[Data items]
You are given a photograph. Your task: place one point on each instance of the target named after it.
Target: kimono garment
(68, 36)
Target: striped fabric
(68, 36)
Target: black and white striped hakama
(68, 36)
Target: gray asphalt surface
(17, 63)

### [Task requirements]
In full and without error, transcribe each of the entries.

### [Output below]
You are given a photograph. Your task: place one point on each instance of the target named after it.
Target: kimono garment
(68, 36)
Target: striped fabric
(68, 36)
Target: black and white striped hakama
(68, 36)
Target: gray asphalt surface
(17, 63)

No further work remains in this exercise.